*Directions:* Could you swap "wooden" for "oak" in the rows from the line with "Could you please locate the wooden table" to the line with "<point>27,28</point>", keeping everything else unchanged and giving back only those lines?

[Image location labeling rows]
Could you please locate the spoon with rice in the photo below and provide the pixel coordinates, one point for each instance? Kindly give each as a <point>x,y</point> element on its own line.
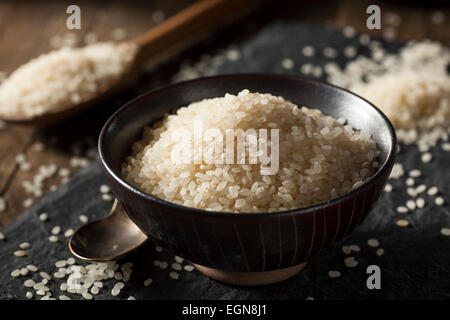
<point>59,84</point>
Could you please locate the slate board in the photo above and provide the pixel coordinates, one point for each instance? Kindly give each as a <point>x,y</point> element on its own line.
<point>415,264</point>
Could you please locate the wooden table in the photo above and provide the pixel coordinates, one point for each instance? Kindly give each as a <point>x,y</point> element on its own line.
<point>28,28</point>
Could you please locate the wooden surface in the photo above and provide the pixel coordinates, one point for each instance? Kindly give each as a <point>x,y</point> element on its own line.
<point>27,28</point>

...

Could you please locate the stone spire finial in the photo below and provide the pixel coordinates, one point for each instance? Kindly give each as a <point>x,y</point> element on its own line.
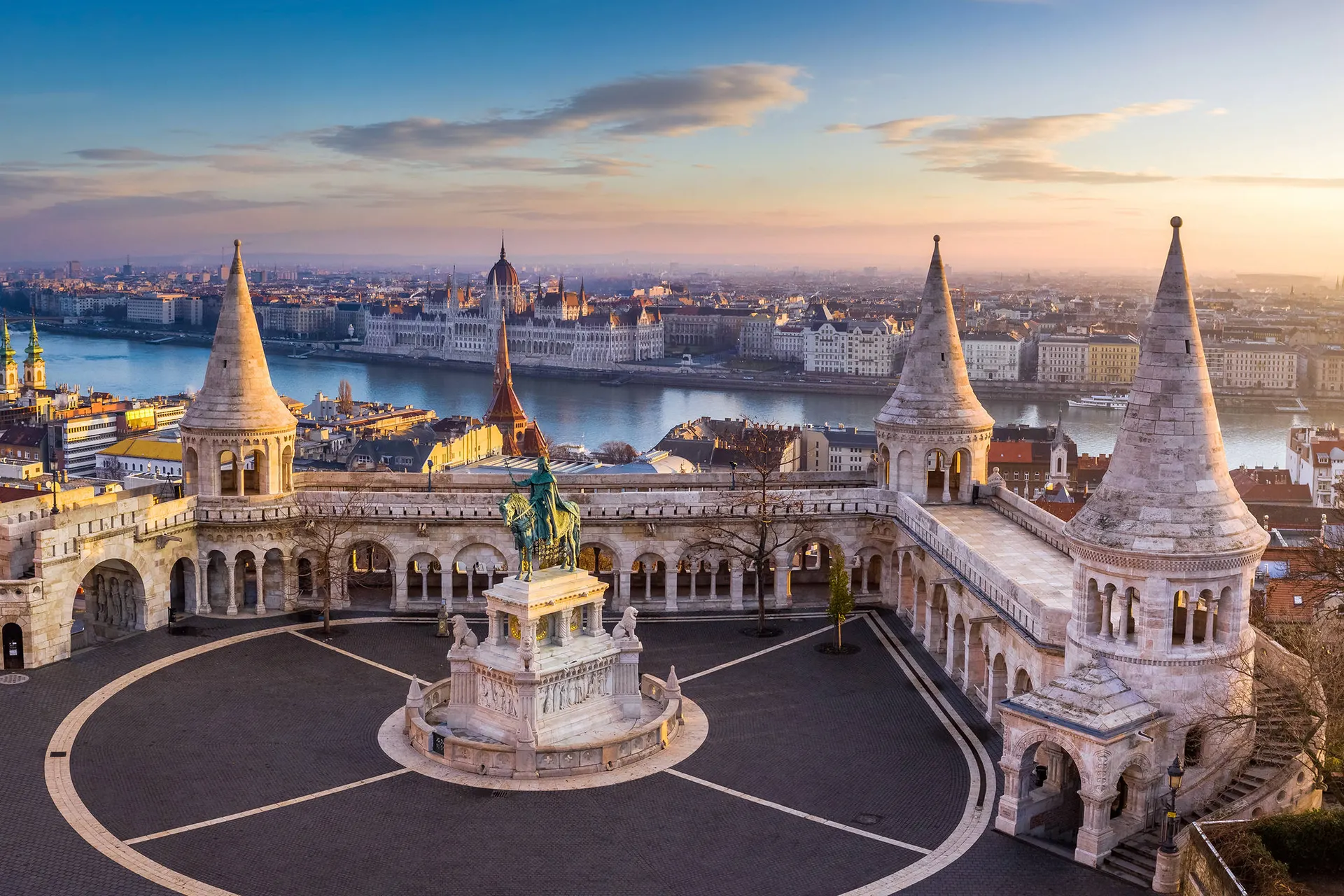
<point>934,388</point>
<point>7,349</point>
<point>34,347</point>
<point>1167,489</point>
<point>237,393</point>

*Task response:*
Could you please locate the oak table in the photo above and provide the pixel coordinates, one point for each instance? Kindly give each as a <point>x,y</point> element on its own line.
<point>28,28</point>
Could you please locate the oak surface in the photo above and provide the pixel coordinates, one point for each instance? Kindly give each as a <point>x,y</point> element on its own line.
<point>27,28</point>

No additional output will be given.